··· Quellenauszug ···
Am 6. September findet das Jahrestreffen der WIV-Apotheker statt; hier soll turnusgemäß auch ein neuer Vorstand gewählt werden. Carl Ulrich Henneberg (Sanofi), der den Vorsitz vor einigen Jahren von Dorothee Brakmann (Pharma Deutschland) übernommen hat, würde gerne aus Altersgründen aufhören. „Ob jung oder alt, alle pharmazeutischen Kollegen sind herzlich eingeladen und aufgefordert, sich im Verein aktiv an der Fortentwicklung des Berufsbildes zu beteiligen.“

Für ihn und Vize Dr. Ulf Maywald wäre der Generationswechsel auch eine Gelegenheit, frischen Schwung in den Verein zu bringen. „Uns wäre es am liebsten, wenn wir ein paar ‚junge Wilde’ überzeugen können.“

Aus ihrer Sicht brauchen die immer zahlreicher werdenden Apothekerinnen und Apotheker, die nicht in einer Apotheke arbeiten, eine stärkere Stimme. Zuletzt hatte sich die Fachgruppe zur Apothekenreform und den geplanten Apotheken ohne Approbierte zu Wort gemeldet: Die Honorare müssten auskömmlich gestaltet sein, eine Strukturreform dürfe nur gut begründet beginnen. Eine Vertretung durch PTA sei denkbar, allerdings nur stundenweise und nur, wenn diese sich verpflichtend weiterqualifizierten.
··· Verfügbare Daten ···
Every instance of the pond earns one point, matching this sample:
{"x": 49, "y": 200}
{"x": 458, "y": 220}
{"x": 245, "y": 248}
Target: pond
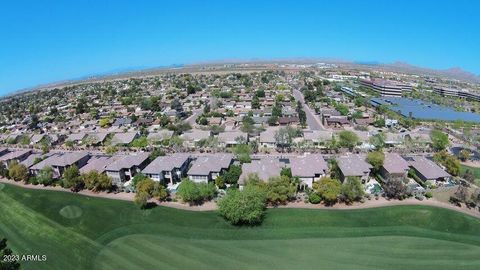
{"x": 420, "y": 109}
···
> [Zu bearbeitende Aufgaben]
**1)** Fasse den Absatz im Quellenauszug, der mit „Am 6. September findet“ beginnt, als knappe Stichpunktliste zusammen und behalte dabei seine wesentlichen Angaben bei.
**2)** Gib den Abschnitt im Quellenauszug von „Für ihn und“ bis einschließlich „sich verpflichtend weiterqualifizierten.“ wortgetreu wieder.
Die Daten werden für die Bearbeitung nicht gebraucht.

> [Lösungen im Einzelnen]
**1)**
- 6. September: Jahrestreffen der WIV-Apotheker mit turnusgemäßer Wahl eines neuen Vorstands
- Carl Ulrich Henneberg (Sanofi) möchte den Vorsitz aus Altersgründen abgeben.
- Er hatte ihn vor einigen Jahren von Dorothee Brakmann (Pharma Deutschland) übernommen.
- Alle pharmazeutischen Kollegen, ob jung oder alt, sind eingeladen, sich im Verein aktiv an der Fortentwicklung des Berufsbildes zu beteiligen.

**2)**
Für ihn und Vize Dr. Ulf Maywald wäre der Generationswechsel auch eine Gelegenheit, frischen Schwung in den Verein zu bringen. „Uns wäre es am liebsten, wenn wir ein paar ‚junge Wilde’ überzeugen können.“

Aus ihrer Sicht brauchen die immer zahlreicher werdenden Apothekerinnen und Apotheker, die nicht in einer Apotheke arbeiten, eine stärkere Stimme. Zuletzt hatte sich die Fachgruppe zur Apothekenreform und den geplanten Apotheken ohne Approbierte zu Wort gemeldet: Die Honorare müssten auskömmlich gestaltet sein, eine Strukturreform dürfe nur gut begründet beginnen. Eine Vertretung durch PTA sei denkbar, allerdings nur stundenweise und nur, wenn diese sich verpflichtend weiterqualifizierten.